Problem
Count the lines in the data below that contain the string "cloud", and give only that number.

Material for this exercise
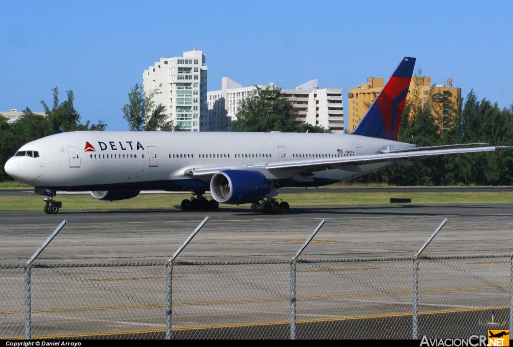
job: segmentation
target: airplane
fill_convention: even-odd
* * *
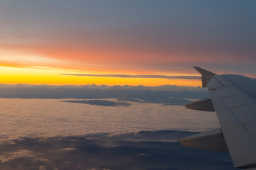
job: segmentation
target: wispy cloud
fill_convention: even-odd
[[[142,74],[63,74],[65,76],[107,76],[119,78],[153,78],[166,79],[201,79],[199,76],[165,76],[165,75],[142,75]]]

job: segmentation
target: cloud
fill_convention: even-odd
--
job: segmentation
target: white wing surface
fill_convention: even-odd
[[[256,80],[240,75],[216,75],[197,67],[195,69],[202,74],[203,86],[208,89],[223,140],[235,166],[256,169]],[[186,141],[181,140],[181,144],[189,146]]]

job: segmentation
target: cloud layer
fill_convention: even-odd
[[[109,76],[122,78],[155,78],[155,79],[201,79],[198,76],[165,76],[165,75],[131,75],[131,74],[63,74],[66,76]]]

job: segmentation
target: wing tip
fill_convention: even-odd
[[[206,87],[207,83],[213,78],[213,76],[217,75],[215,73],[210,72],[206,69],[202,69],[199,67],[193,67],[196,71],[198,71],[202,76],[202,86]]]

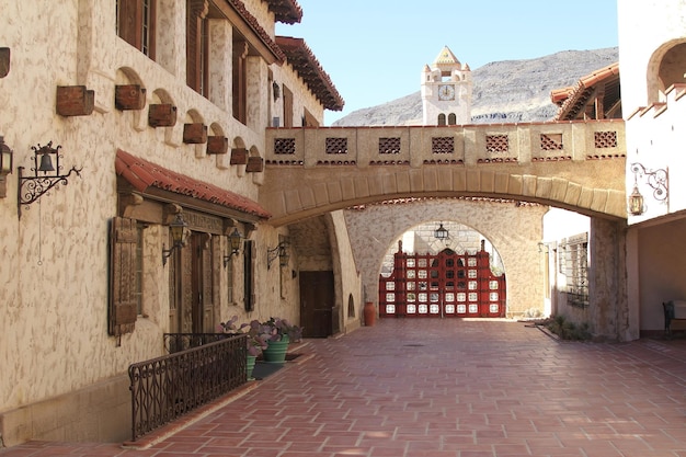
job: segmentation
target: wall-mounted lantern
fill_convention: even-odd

Result
3